> _Instrução escrita_: Extraia na íntegra o texto sobre a família de Tomé Lopes, sem qualquer alteração.

Tomé Lopes era um cristão-novo de Vinhais, tratante de profissão. Foi casar a Rebordelo, com Ângela Cardoso, também ela nascida em Vinhais. Em Rebordelo estabeleceram morada e ali, pelo ano de 1652, nasceu uma filha que batizaram com o nome de Guiomar Lopes. Poucos anos depois, a família rumou a Castela.
Ficando viúvo, Tomé Lopes, casou segunda vez, com Filipa Rodrigues e deste casamento nasceu Diogo Lopes Marques, pelo ano de 1665, na povoação de Méndez, termo de Oviedo, região das Astúrias.
Cedo ficaria órfão, dizendo ele mesmo que nunca “alcançou (conheceu) o pai”, criando-se Diogo com os tios maternos, Manuel e José Rodrigues. Este último, sapateiro, casado com Maria de Melha, morador no lugar de Santibañes de Vidriales, bispado de Astorga o terá iniciado na lei de Moisés, explicando-lhe as cerimónias que devia fazer, jejuns, etc. e ensinando-lhe várias orações, como esta que devia rezar de manhã:
Bendita la lux del dia
E el Senhor que nos la imbia
Para nos dar pax e alegria
E saber e entender
Para depues de morirmos
Bolbermos a aparecer
Neste mundo de claridade.(1)

> _Dados extraídos_:
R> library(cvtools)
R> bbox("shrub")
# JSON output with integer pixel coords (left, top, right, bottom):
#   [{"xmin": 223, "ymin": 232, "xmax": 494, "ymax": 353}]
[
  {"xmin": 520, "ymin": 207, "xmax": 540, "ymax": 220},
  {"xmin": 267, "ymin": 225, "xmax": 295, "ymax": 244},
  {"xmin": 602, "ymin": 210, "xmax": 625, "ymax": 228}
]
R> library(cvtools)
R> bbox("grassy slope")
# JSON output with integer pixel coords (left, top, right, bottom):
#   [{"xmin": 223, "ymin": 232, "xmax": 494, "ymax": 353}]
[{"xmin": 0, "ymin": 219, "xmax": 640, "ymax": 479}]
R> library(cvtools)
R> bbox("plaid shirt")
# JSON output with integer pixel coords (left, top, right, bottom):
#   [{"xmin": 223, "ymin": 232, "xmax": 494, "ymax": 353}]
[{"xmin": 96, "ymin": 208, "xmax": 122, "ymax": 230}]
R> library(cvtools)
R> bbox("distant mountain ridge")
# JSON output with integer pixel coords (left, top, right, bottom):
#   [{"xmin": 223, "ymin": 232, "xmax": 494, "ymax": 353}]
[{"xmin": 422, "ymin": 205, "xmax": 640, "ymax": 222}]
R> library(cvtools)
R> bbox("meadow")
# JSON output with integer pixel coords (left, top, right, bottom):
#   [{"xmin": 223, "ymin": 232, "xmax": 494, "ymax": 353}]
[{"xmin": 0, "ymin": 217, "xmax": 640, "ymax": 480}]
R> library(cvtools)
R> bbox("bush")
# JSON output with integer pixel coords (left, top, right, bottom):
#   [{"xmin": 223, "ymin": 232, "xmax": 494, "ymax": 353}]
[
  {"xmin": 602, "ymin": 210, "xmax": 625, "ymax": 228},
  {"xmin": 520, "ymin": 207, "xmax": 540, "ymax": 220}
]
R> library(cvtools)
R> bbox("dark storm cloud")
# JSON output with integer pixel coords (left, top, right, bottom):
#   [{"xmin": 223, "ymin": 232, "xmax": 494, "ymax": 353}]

> _Resolução do exercício_:
Tomé Lopes era um cristão-novo de Vinhais, tratante de profissão. Foi casar a Rebordelo, com Ângela Cardoso, também ela nascida em Vinhais. Em Rebordelo estabeleceram morada e ali, pelo ano de 1652, nasceu uma filha que batizaram com o nome de Guiomar Lopes. Poucos anos depois, a família rumou a Castela.
Ficando viúvo, Tomé Lopes, casou segunda vez, com Filipa Rodrigues e deste casamento nasceu Diogo Lopes Marques, pelo ano de 1665, na povoação de Méndez, termo de Oviedo, região das Astúrias.
Cedo ficaria órfão, dizendo ele mesmo que nunca “alcançou (conheceu) o pai”, criando-se Diogo com os tios maternos, Manuel e José Rodrigues. Este último, sapateiro, casado com Maria de Melha, morador no lugar de Santibañes de Vidriales, bispado de Astorga o terá iniciado na lei de Moisés, explicando-lhe as cerimónias que devia fazer, jejuns, etc. e ensinando-lhe várias orações, como esta que devia rezar de manhã:
Bendita la lux del dia
E el Senhor que nos la imbia
Para nos dar pax e alegria
E saber e entender
Para depues de morirmos
Bolbermos a aparecer
Neste mundo de claridade.(1)